Prompt: Go through the data and copy each line where the string "wheel" appears.

---

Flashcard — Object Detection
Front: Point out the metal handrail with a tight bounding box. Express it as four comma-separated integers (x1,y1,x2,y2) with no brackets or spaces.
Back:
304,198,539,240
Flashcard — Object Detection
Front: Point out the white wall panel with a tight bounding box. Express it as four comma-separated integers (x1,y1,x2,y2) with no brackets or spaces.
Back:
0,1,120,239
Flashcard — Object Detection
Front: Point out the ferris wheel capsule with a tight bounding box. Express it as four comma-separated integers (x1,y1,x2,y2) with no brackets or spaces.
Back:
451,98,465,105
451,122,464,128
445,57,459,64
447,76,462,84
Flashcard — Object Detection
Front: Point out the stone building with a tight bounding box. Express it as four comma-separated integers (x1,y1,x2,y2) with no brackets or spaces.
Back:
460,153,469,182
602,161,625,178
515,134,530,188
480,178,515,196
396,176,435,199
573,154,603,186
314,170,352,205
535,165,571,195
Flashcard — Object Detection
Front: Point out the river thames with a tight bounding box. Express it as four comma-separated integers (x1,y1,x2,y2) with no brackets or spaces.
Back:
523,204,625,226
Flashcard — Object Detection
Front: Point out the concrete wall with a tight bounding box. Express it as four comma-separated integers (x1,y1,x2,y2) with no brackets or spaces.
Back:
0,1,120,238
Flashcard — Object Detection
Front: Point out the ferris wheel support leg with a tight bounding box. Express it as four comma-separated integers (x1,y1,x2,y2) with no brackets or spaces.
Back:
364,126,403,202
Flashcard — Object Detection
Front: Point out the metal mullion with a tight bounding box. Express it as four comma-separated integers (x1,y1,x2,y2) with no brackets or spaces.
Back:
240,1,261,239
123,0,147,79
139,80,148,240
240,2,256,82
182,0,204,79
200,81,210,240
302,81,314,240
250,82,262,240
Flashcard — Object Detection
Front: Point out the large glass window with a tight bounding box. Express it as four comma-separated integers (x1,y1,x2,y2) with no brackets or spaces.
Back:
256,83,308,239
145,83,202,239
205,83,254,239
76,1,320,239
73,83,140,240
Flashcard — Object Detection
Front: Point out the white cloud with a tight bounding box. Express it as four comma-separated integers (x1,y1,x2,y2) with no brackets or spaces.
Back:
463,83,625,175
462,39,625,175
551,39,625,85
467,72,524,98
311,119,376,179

---

Answer to this exercise:
Front: Point out the ferris wheel capsule with a tight bounding box. Express it as four comma-separated integers (x1,y1,x2,y2) with no brackets or spaces.
Front: Point out the ferris wheel support leg with a tight bounding box. Express it as four comma-separated integers (x1,y1,x2,y2) with no brackets or spaces.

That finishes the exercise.